_Requirement:_
Each line from the one that contains "Player-tracking tagging: indicate the wooden balustrade" to the end of the material must be set down exactly, and no line before it.

_Supplied material:_

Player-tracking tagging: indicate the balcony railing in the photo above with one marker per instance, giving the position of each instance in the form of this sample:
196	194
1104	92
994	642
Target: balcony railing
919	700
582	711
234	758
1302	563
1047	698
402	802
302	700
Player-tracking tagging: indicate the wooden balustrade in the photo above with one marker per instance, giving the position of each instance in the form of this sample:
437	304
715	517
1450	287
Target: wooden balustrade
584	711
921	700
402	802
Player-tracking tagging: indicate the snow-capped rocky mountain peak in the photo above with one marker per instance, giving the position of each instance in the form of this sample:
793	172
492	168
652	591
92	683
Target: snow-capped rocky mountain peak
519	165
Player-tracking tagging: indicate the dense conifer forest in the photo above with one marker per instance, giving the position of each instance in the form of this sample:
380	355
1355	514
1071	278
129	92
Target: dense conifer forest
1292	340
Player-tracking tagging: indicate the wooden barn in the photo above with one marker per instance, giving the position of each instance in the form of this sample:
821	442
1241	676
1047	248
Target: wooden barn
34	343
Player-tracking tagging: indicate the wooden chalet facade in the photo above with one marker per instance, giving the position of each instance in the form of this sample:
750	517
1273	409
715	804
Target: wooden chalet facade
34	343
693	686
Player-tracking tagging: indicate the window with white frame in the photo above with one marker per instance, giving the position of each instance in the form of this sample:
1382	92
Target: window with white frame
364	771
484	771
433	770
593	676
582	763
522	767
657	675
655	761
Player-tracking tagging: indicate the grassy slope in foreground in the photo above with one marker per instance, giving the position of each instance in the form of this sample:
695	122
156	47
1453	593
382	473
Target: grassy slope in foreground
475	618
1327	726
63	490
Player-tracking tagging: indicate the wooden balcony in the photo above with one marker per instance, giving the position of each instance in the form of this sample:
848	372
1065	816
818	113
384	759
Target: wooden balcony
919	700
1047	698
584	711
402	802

_Response for this exercise:_
Player-tracking tagging: indicate the wooden balustrade in the photo above with one marker per instance, giving the position of each instance in the form of this sample:
437	304
715	517
1450	287
Target: wooden balustrade
584	711
921	700
402	802
Player-tracking tagging: indicate the snow-capped rocky mountain peak in the photo above with one marker per instance, giving the position of each instance in the form of this sample:
793	172
492	168
652	591
92	683
Target: snow-capped rocky mountain peak
519	165
Player-tracking tagging: indicate the dense conifer forest in the photo above with one marker per instance, giving the position of each instance in the form of this sample:
380	355
1355	514
1071	278
129	92
Target: dense conifer forest
1292	340
Player-tracking tagging: indicate the wooden barn in the photo above with one marker per instance, giving the position of each instance in the form of this sample:
821	442
1241	676
1047	248
Target: wooden barn
34	343
Player-tracking tagging: indicate the wooden chalet facade in the photo above with one marker per instance, giving the position of each instance in the form of this sample:
750	517
1273	409
715	804
Target: wooden chalet facade
34	343
693	686
Player-tracking tagging: indicate the window with white frame in the photo above with one marker per instance, giving the position of each instance in the form of this sample:
1382	92
Target: window with white frame
364	771
484	771
433	770
593	676
582	763
522	767
657	675
655	761
Player-tracking tagging: indicate the grassy slope in foreground in the photo above with one marker per instance, giving the position of each instance in the form of this sample:
695	122
156	47
1453	593
382	473
Target: grassy slope in foreground
475	618
1327	726
63	490
Player-tracking tagging: indicate the wooden balcony in the photo above with one marker per instance, giving the position of each instance in the form of this sample:
848	372
1065	816
818	113
384	759
Target: wooden balcony
919	700
1047	698
584	711
402	802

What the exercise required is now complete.